----- DATA FOR THIS TASK
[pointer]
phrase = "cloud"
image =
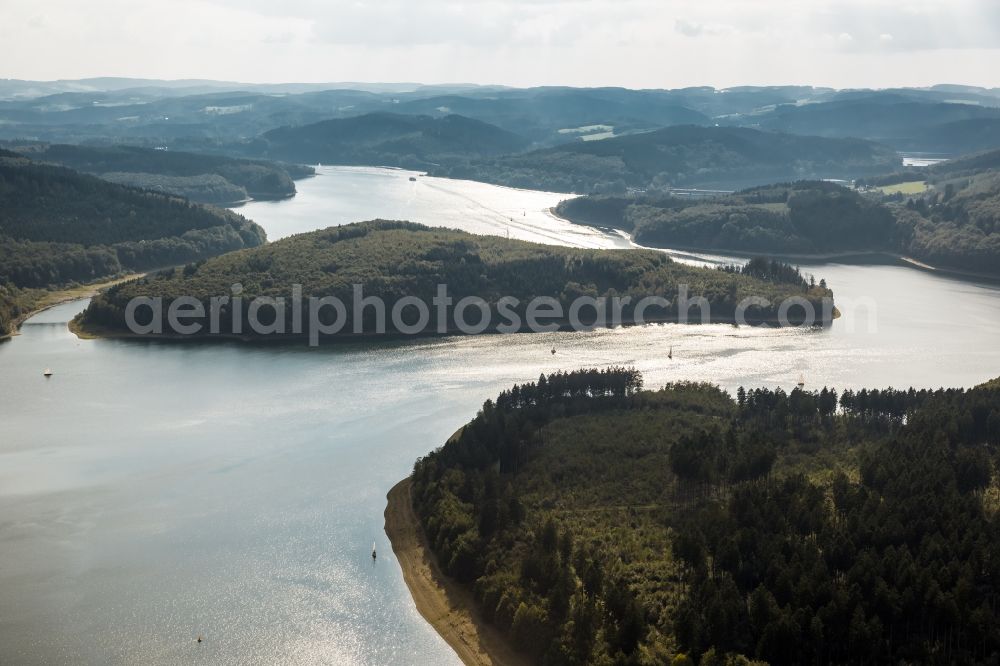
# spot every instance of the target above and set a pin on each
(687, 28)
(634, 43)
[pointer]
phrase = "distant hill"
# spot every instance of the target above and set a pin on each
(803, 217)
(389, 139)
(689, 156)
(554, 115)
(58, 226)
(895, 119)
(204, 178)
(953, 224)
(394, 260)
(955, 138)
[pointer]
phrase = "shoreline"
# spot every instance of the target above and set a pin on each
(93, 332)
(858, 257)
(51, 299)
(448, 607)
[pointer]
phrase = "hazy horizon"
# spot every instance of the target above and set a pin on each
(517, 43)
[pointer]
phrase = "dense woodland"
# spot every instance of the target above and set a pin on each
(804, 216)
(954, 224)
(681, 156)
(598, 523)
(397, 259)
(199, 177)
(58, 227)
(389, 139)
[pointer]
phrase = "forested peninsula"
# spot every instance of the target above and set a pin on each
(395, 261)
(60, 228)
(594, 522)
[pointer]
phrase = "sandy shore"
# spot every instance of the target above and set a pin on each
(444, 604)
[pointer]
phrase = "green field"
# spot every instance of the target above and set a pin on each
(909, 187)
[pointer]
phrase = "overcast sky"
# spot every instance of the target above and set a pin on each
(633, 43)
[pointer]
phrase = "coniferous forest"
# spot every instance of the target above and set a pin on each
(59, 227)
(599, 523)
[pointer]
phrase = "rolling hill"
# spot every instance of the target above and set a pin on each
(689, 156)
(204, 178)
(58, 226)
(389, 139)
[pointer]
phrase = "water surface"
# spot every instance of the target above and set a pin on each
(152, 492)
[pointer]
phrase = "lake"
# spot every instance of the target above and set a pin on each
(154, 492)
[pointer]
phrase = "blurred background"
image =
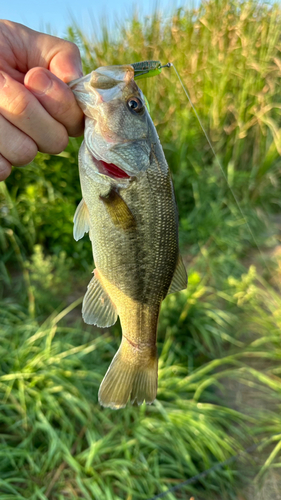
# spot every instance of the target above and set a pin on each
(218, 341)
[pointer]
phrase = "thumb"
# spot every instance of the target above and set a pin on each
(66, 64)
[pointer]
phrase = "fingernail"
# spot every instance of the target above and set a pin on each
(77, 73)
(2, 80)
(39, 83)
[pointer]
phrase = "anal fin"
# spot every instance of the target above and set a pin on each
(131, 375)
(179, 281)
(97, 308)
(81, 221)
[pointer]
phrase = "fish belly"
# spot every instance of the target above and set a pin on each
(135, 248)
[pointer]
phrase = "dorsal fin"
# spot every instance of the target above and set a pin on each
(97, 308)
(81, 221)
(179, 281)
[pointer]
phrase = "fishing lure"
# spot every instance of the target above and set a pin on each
----------
YOUR TASK ▸
Give the data again exactly as written, with all pictures left out.

SOLVED PROBLEM ▸
[pointer]
phrase = "cloud"
image =
# spot every instance of the target above and set a pin on each
(687, 28)
(634, 43)
[pointer]
phrase = "distant hill"
# spot every instance of the target above and set a pin on each
(803, 217)
(389, 139)
(689, 156)
(554, 115)
(58, 226)
(895, 119)
(204, 178)
(953, 224)
(394, 260)
(955, 138)
[pointer]
phrase = "shoreline"
# spot every instance of the target above and set a pin on each
(93, 332)
(858, 257)
(51, 299)
(448, 607)
[pointer]
phrase = "hazy horizon"
# spot every instance of the target above and set a pin on each
(517, 43)
[pointer]
phrase = "dense woodland"
# spot every instance of the target above and set a pin on each
(804, 216)
(954, 224)
(681, 156)
(598, 523)
(397, 259)
(199, 177)
(58, 227)
(389, 139)
[pointer]
phrase = "forested peninsula"
# spot every instance of the target above and set a pin on each
(395, 261)
(60, 228)
(594, 522)
[pointer]
phrase = "sandy shore"
# spot every instance of the target above and set a pin on each
(444, 604)
[pointer]
phrase = "green field"
# spot every instance of the target above and set a pin on each
(909, 187)
[pointer]
phrase = "overcast sky"
# spot every instance of the target above and set a pin on each
(633, 43)
[pointer]
phrase = "coniferous forest"
# spot every instance of the target above and set a pin on each
(59, 227)
(599, 523)
[pointer]
phrase = "rolling hill"
# spot every instance of the target above and set a pin on each
(689, 156)
(204, 178)
(58, 226)
(389, 139)
[pointer]
phrase = "water surface"
# spot every instance of the target above and set a pin on each
(152, 492)
[pointer]
phrase = "lake"
# spot every instance of the target above and set a pin on each
(154, 492)
[pointer]
phrase = "blurred background"
image =
# spot every instance of the target above and set a pin on each
(218, 341)
[pointer]
phrase = "thumb"
# spot every instance of the target above and set a pin on each
(66, 64)
[pointer]
phrase = "fingernail"
# spot every instance of the target above and set a pin on each
(77, 73)
(2, 80)
(39, 83)
[pointer]
phrase = "anal fin"
# spot every instance of the target above and set a pin on each
(131, 375)
(179, 281)
(97, 308)
(81, 221)
[pointer]
phrase = "fish belly"
# spot every instance of the target above and set a pin on each
(135, 248)
[pointer]
phrase = "dorsal fin"
# spot every instance of the target above and set a pin on each
(97, 308)
(81, 221)
(179, 281)
[pointer]
phrase = "fishing lure"
# spot every instance of the target above and set a pin on each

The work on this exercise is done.